+++ TASK INPUT
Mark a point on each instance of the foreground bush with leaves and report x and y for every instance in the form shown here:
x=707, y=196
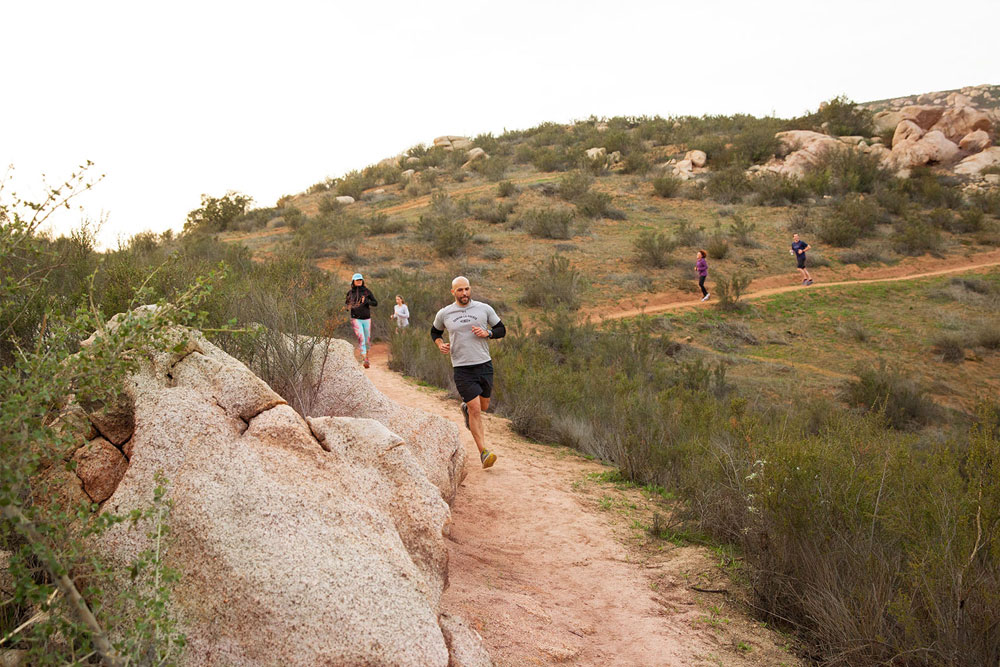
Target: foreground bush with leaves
x=66, y=606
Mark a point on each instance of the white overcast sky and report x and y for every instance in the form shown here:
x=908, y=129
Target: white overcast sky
x=172, y=100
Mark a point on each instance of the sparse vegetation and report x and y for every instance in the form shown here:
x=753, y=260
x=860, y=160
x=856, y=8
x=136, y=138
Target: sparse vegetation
x=654, y=248
x=548, y=223
x=554, y=282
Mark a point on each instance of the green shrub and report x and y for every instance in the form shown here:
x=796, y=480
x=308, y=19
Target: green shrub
x=742, y=232
x=379, y=223
x=595, y=204
x=635, y=163
x=968, y=221
x=488, y=143
x=653, y=248
x=987, y=335
x=448, y=237
x=717, y=247
x=554, y=282
x=846, y=170
x=494, y=168
x=931, y=190
x=548, y=223
x=549, y=159
x=728, y=186
x=217, y=213
x=893, y=199
x=915, y=236
x=687, y=234
x=771, y=189
x=730, y=291
x=574, y=185
x=839, y=117
x=330, y=205
x=491, y=211
x=667, y=185
x=352, y=184
x=886, y=392
x=987, y=202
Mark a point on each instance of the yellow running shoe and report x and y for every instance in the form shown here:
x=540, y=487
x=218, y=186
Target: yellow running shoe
x=488, y=458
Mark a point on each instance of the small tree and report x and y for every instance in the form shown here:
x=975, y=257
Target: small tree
x=217, y=213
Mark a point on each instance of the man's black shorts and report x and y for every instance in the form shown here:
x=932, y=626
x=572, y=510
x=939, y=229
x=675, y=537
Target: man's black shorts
x=476, y=380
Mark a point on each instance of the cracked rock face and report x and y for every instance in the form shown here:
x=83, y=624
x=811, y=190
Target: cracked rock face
x=318, y=542
x=344, y=390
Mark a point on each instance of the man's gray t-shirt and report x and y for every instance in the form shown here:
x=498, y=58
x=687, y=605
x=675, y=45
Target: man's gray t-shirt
x=467, y=349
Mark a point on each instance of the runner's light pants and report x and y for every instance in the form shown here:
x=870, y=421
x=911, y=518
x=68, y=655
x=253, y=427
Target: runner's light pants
x=363, y=330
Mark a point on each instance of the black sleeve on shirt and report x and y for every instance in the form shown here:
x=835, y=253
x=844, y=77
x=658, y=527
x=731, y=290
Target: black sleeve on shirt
x=498, y=331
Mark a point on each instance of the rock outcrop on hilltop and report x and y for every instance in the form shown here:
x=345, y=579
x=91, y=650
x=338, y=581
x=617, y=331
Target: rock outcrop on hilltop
x=946, y=130
x=314, y=540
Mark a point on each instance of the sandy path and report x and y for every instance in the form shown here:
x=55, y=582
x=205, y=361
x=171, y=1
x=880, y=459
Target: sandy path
x=538, y=570
x=660, y=303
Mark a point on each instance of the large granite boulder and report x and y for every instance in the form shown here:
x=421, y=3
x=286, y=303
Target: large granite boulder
x=300, y=542
x=960, y=121
x=975, y=164
x=804, y=150
x=344, y=390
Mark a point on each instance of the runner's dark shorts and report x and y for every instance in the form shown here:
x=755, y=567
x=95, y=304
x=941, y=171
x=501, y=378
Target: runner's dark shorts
x=475, y=380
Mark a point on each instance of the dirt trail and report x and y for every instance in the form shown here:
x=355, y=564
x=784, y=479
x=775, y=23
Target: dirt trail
x=546, y=577
x=660, y=303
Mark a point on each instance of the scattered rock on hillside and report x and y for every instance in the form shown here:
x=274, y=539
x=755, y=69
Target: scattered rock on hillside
x=100, y=466
x=697, y=158
x=924, y=115
x=804, y=150
x=958, y=122
x=450, y=143
x=474, y=155
x=885, y=121
x=974, y=164
x=975, y=142
x=907, y=130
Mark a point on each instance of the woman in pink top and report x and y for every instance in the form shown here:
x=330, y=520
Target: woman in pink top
x=701, y=266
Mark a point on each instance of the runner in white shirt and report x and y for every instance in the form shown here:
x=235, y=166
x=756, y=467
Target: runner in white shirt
x=401, y=313
x=470, y=325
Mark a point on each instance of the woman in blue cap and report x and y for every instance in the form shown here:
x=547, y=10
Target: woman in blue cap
x=359, y=299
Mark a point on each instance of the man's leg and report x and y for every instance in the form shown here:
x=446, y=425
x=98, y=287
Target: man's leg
x=475, y=408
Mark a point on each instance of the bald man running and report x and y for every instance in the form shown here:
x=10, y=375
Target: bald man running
x=470, y=325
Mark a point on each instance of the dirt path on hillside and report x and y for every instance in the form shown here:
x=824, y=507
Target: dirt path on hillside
x=779, y=284
x=547, y=577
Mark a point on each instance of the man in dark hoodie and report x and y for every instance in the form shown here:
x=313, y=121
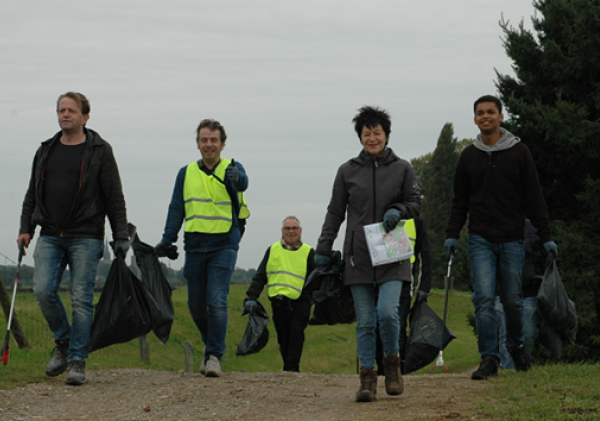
++++++
• _WORK TO COMPLETE_:
Select every line above that contains the string "shirt", matching upper and lower case exactly.

• _EXERCISE ANSWER_:
Mark a point on each instance of the man's gray t-shirt and report x and y for every instance in the form shown here:
Target: man's gray t-shirt
Mark a point on each instance of the black sleeve on shirt and report x and y for every instance in the form shown here:
Target: black sleeve on shirt
Mark a point on each instance of the runner in white shirt and report x and y for every instance in the form shown here:
Target: runner in white shirt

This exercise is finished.